(Collected data)
⁂

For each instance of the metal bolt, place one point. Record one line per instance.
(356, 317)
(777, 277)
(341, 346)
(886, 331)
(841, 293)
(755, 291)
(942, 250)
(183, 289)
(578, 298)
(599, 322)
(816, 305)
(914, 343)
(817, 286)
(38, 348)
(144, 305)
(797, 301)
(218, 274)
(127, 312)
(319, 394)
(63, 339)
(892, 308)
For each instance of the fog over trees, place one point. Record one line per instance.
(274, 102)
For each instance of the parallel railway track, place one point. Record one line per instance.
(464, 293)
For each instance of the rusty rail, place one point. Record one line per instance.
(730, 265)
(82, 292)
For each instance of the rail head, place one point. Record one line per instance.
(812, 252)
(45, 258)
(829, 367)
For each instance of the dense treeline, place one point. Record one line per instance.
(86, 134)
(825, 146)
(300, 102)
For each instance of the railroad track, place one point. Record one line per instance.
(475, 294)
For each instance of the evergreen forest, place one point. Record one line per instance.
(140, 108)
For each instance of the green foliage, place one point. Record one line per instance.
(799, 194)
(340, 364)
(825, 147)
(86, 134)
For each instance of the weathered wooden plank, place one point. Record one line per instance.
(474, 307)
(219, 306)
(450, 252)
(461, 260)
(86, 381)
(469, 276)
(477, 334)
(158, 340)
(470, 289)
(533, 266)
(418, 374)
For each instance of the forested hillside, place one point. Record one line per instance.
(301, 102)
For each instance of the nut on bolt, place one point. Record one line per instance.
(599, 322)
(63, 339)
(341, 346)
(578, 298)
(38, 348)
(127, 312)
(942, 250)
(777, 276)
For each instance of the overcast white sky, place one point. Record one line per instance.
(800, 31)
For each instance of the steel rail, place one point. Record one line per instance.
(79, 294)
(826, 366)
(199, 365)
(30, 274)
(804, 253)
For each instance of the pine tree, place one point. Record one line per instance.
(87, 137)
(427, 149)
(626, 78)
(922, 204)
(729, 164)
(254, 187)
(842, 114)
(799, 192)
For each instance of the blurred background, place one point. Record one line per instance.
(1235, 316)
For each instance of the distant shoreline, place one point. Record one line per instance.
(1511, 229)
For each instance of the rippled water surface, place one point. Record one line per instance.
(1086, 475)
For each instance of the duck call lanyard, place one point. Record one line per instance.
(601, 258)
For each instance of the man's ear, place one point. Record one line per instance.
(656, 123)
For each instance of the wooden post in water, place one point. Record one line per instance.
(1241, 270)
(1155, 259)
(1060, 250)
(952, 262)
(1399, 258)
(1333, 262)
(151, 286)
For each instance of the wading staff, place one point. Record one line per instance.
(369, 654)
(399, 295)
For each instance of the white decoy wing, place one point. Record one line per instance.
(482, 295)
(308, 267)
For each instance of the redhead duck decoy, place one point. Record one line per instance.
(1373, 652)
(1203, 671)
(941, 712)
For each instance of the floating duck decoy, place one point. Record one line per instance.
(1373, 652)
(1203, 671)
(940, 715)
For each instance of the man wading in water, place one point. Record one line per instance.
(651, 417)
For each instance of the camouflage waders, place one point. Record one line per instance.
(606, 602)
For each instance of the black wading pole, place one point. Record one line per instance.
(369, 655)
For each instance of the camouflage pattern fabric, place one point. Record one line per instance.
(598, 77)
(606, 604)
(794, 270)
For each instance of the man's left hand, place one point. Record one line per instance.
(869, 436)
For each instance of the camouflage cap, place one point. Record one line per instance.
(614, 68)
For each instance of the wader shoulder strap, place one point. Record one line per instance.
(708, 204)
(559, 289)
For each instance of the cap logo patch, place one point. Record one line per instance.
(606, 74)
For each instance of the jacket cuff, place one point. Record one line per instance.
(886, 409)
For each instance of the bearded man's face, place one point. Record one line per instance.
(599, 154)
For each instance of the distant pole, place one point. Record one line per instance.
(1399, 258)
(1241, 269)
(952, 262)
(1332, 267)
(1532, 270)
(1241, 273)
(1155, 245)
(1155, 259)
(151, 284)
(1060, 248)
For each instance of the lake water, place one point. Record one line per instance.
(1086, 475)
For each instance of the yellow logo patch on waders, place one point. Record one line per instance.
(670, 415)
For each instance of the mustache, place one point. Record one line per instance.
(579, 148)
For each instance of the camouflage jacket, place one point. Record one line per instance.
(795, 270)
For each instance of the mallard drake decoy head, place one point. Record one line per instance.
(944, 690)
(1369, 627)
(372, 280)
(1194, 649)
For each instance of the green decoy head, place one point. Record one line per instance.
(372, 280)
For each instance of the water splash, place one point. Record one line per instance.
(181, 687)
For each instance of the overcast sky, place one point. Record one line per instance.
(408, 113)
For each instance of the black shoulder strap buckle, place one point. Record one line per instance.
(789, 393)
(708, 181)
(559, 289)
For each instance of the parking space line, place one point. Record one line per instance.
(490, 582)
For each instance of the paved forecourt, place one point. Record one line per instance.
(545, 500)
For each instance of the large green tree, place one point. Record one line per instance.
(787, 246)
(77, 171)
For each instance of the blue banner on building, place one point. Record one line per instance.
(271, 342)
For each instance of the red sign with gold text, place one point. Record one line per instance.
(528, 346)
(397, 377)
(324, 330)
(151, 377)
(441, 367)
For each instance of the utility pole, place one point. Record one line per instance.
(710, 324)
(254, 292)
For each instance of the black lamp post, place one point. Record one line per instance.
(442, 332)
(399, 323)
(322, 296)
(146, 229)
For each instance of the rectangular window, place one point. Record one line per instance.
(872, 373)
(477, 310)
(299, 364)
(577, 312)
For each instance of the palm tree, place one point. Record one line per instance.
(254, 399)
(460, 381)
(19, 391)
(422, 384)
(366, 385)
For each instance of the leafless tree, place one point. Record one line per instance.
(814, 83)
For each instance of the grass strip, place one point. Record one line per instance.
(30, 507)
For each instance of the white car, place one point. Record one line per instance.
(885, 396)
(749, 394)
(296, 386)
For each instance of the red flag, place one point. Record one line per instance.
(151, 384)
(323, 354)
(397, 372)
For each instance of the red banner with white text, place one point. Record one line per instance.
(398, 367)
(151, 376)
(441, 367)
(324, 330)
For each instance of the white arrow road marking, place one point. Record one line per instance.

⁂

About this task
Every record above is to be restated exactly as it reads.

Worked solution
For each instance of the metal bolt, place one point. Record one line per instance.
(356, 317)
(777, 277)
(341, 346)
(886, 331)
(841, 293)
(755, 291)
(942, 250)
(183, 289)
(578, 298)
(599, 322)
(816, 305)
(914, 343)
(817, 286)
(38, 348)
(144, 305)
(797, 301)
(218, 274)
(127, 312)
(319, 394)
(63, 339)
(892, 308)
For each instance of the fog over trees, place one point. Record one line per instance.
(274, 102)
For each instance of the parallel railway track, place one point. Record one line per instance.
(464, 293)
For each instance of the rusty rail, place one point. Record one line per instance.
(730, 265)
(82, 292)
For each instance of the rail head, place one point. Record one line per instance.
(812, 252)
(45, 258)
(829, 367)
For each instance of the dense treeline, place one point. Record one line per instance.
(86, 134)
(825, 146)
(300, 102)
For each instance of the railroad track, place one point. Record one line per instance.
(475, 294)
For each instance of the evergreen forest, place one point. Record one line per instance.
(140, 108)
For each instance of the green foliage, place one point. Record one line per instance.
(799, 194)
(340, 364)
(825, 147)
(86, 134)
For each instance of the weathered wooden plank, place one point. Record one line per instance.
(474, 307)
(219, 306)
(450, 252)
(461, 260)
(86, 381)
(469, 276)
(477, 334)
(158, 340)
(470, 289)
(533, 266)
(418, 374)
For each instance of the forested hillside, place one point. Record one line per instance.
(301, 102)
For each instance of the nut on bolt, place one point. Record one line per instance.
(599, 322)
(63, 339)
(341, 346)
(578, 298)
(38, 348)
(127, 312)
(942, 250)
(777, 276)
For each instance of the overcast white sky, place one point. Record one line per instance.
(800, 31)
For each instance of the steel rail, place one point. Record one line per instance.
(79, 294)
(826, 366)
(199, 365)
(30, 274)
(804, 253)
For each instance of the pine tree, place one point. Record one line per instance.
(87, 137)
(427, 149)
(626, 78)
(922, 204)
(729, 164)
(254, 187)
(842, 114)
(799, 192)
For each instance of the blurred background, place one point. Record one line per instance.
(1235, 316)
For each instance of the distant shoreline, place one point. Record one line per instance.
(1511, 229)
For each instance of the rippled water surface, place one point. Record one line per instance.
(1086, 475)
For each instance of the duck call lanyard, place one point. Record one line per instance.
(601, 258)
For each instance of the man's ear, place one point. Record one line per instance.
(656, 123)
For each instance of the wooden post in water, place one point. Record one line per instance.
(1241, 270)
(1155, 259)
(1060, 250)
(952, 262)
(1399, 258)
(1333, 262)
(151, 286)
For each instance of the wading staff, place one point. Record one line per instance.
(369, 654)
(399, 295)
For each instance of the white decoy wing, place one point. Record one line per instance.
(482, 295)
(308, 267)
For each instance of the redhead duck decoy, place one point. Record one line per instance.
(1373, 652)
(1203, 671)
(941, 712)
For each instance of the floating duck decoy, place one point. Record one line per instance.
(1373, 652)
(1203, 671)
(940, 715)
For each instance of the man wading in water, place one point. Record one line per instance.
(651, 417)
For each instance of the camouflage waders, place one point. Record one line per instance.
(606, 602)
For each instance of the black wading pole, place one point. Record one line per instance.
(369, 655)
For each instance of the camouflage pattern fabric, place one point. Record one line per instance.
(598, 77)
(606, 604)
(794, 270)
For each instance of the man's left hand, place one point. Record one line per instance.
(869, 436)
For each instance of the camouflage cap, place one point. Record one line per instance.
(614, 68)
For each instance of the wader shoulder strap, place one point. Record one line per instance.
(708, 204)
(559, 289)
For each instance of the cap logo patch, place one point. Record one line per instance.
(606, 74)
For each instance of the jacket cuff, place one point. Record one line per instance.
(886, 409)
For each instance of the bearded man's face, place one point. Record one line per instance.
(599, 154)
For each instance of the distant pole, place one point. Record one line per instance.
(1399, 258)
(1241, 269)
(952, 262)
(1332, 267)
(1532, 270)
(1241, 273)
(1155, 245)
(1155, 259)
(151, 284)
(1060, 248)
For each instance of the lake water, place one point. Record one line per instance.
(1086, 475)
For each instance of the yellow logo patch on waders, place one point. Record one line per instance.
(670, 415)
For each instance of the mustache, place one point. Record one line per instance.
(579, 148)
For each instance of the camouflage jacket, place one point. Record one line per instance.
(795, 270)
For each instance of the mallard drake decoy head, place one point. Record one line per instance.
(944, 690)
(1369, 627)
(372, 280)
(1194, 649)
For each instance of the green decoy head, place one point. Record one line per instance.
(372, 280)
For each instance of the water splash, place one point. Record one line per instance.
(181, 687)
For each instance of the overcast sky, place one point. Record one line per instance.
(408, 113)
For each instance of the black shoulder strap buckle, place one point. Record one line per instance.
(789, 393)
(708, 181)
(559, 289)
For each instance of the parking space line, place one point. Record one line per instance.
(490, 582)
For each instance of the paved forecourt, place one point. Record one line per instance.
(545, 500)
For each instance of the large green tree, place one point. Record one line per instance.
(787, 246)
(77, 171)
For each instance of the blue banner on building, place one point. Record one line per instance.
(271, 342)
For each instance of the red sign with gold text, place one point. Record one line per instance.
(528, 346)
(397, 377)
(324, 330)
(151, 377)
(441, 367)
For each instance of the utility pole, place one point. Record one line per instance.
(710, 324)
(254, 292)
For each instance of the black lamp post, place one point. Record one line per instance.
(442, 332)
(399, 323)
(322, 296)
(146, 229)
For each instance of the rectangular window, place one point. Record one line per instance.
(872, 373)
(477, 310)
(299, 364)
(577, 312)
For each instance of the palm tree, place one point. Record one line per instance.
(254, 399)
(460, 381)
(19, 391)
(422, 384)
(366, 385)
For each instance of the leafless tree, place one point. Record one line per instance.
(814, 83)
For each instance of the grass strip, place one point. Record one line per instance.
(30, 507)
For each instance of the white car, place one point. Record one line per instance.
(885, 396)
(749, 394)
(296, 386)
For each instance of the red flag, place one point. Record one line per instance.
(151, 384)
(323, 354)
(397, 372)
For each instance of the red banner with white text, place one point. Record one line per instance.
(398, 367)
(151, 376)
(441, 367)
(324, 330)
For each instance of the white arrow road marking, place one point. Record one line per instance.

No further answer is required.